## [WRITTEN EXERCISE 1]
Print everything from "The optimum value" down to "full migration iteration." in the passage on estimating epsilon, keeping each word unchanged.

## [QUOTED PASSAGE]
Based on a review of current literature, delta was assigned a reasonable value (nominally chosen to be a fraction of epsilon) and a range-of-values of epsilon was assessed. Subsequent work empirically demonstrated the interplay between delta and epsilon. In the case of dipping shales, delta has little effect on the lateral positioning of events but plays an important role in depth conversion.

An interactive model-building interface was designed which permitted input of bedding plane dip information and varying values of epsilon. Depth-migrated gathers were used to ascertain the most appropriate value of epsilon. The depth gathers were non-hypberbolically deNMOed (removing normal move-out) with the complex velocity model used in the migration and then reNMOed (but not re-migrated) with a velocity model which had been modified to assess different values of epsilon.

The optimum value for epsilon was determined by examining the events on the depth gathers for flatness. In addition, the gathers are restacked with the resultant stack examined for structural fit, event positioning, and horizon continuity. Many trials were quickly and inexpensively assessed, since we were dealing with a small number of strategically placed gathers, reNMOing and stacking. While the full effect of the anisotropic model parameterization was not known until an iteration of ADM was performed, the model modification (deNMO - reNMO loop) did portend the quality of the next full migration iteration.

## [WRITTEN EXERCISE 2]
Return every line of the listing that contains the string "statue", matching case.

Image location labeling entries:
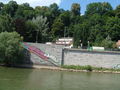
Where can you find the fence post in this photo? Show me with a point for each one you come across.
(62, 61)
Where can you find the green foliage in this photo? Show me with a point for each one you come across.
(6, 23)
(11, 52)
(75, 9)
(99, 21)
(41, 26)
(98, 8)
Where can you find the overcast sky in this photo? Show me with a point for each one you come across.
(65, 4)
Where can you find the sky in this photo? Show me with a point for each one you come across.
(65, 4)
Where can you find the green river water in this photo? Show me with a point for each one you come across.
(33, 79)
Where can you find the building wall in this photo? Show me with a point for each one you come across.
(93, 58)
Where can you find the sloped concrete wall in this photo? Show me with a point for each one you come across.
(54, 51)
(93, 58)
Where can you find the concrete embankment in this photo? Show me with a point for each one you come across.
(64, 69)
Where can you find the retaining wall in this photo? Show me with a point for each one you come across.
(94, 58)
(54, 51)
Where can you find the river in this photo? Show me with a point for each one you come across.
(35, 79)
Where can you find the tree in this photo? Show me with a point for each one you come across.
(113, 28)
(10, 8)
(11, 52)
(75, 9)
(41, 26)
(57, 29)
(98, 8)
(6, 23)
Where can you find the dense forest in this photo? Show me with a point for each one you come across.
(100, 25)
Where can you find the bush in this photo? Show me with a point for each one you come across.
(11, 52)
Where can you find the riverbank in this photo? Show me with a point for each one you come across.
(72, 68)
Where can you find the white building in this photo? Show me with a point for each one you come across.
(65, 41)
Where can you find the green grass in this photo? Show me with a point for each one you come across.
(88, 68)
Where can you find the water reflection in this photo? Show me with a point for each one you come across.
(29, 79)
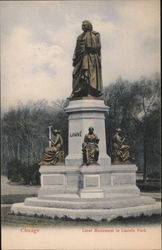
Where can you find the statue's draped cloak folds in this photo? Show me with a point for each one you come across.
(87, 63)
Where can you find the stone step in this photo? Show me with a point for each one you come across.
(90, 204)
(76, 197)
(93, 214)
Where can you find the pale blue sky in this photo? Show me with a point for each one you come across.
(38, 39)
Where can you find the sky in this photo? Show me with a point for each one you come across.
(38, 39)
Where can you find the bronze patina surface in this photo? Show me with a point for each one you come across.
(90, 148)
(87, 78)
(55, 153)
(121, 152)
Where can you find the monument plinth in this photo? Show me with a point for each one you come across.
(87, 186)
(83, 114)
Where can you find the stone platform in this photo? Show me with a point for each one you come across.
(93, 214)
(95, 192)
(88, 192)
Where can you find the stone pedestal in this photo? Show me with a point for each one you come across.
(83, 114)
(95, 192)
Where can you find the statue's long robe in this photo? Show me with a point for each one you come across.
(87, 64)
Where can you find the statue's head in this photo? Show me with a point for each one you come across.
(87, 26)
(118, 130)
(55, 131)
(91, 129)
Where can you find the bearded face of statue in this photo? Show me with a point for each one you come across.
(86, 26)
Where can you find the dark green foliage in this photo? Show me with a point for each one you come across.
(134, 107)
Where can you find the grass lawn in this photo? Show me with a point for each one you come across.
(13, 192)
(20, 220)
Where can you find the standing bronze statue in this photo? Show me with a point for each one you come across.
(121, 152)
(54, 153)
(87, 78)
(90, 148)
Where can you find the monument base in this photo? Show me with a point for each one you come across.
(93, 214)
(88, 192)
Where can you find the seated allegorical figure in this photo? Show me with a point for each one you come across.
(121, 152)
(90, 148)
(55, 153)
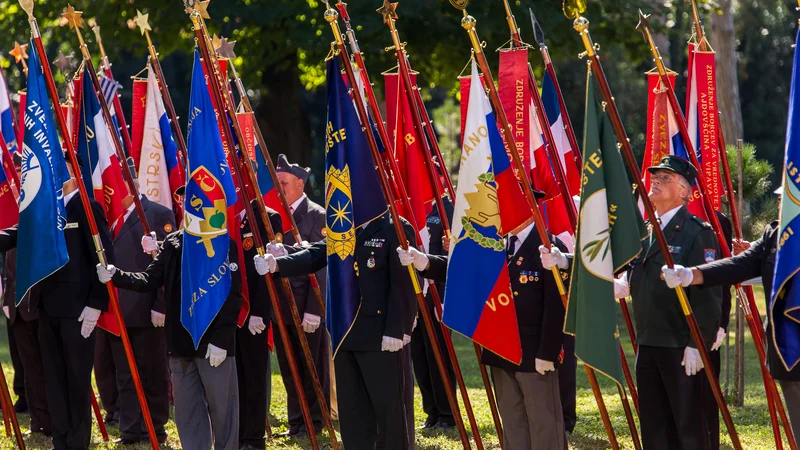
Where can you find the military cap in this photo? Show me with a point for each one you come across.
(678, 165)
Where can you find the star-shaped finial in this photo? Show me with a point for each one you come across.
(19, 52)
(388, 11)
(64, 63)
(644, 22)
(73, 17)
(225, 48)
(141, 21)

## [CORRECT RESULT 1]
The optimum value for epsilon was determined by examining the events on the depth gathers for flatness. In addition, the gathers are restacked with the resultant stack examined for structural fit, event positioning, and horizon continuity. Many trials were quickly and inexpensively assessed, since we were dealing with a small number of strategically placed gathers, reNMOing and stacking. While the full effect of the anisotropic model parameterization was not known until an iteration of ADM was performed, the model modification (deNMO - reNMO loop) did portend the quality of the next full migration iteration.

## [CORRECT RESULT 2]
Where can you find the statue's draped cloak folds in this photo? Show me with a point for each one you come across.
Where can you find the statue's long robe in this photo? Show me with a point for each one you come across.
Where can you find the statue's head in this photo? Show me with a point for each one you come across.
Where can you find the bearded face of statue in this photo? Show me with a point for each one you come across.
Where can you find the standing bronze statue in this photo? Show me with a point for each one you come across.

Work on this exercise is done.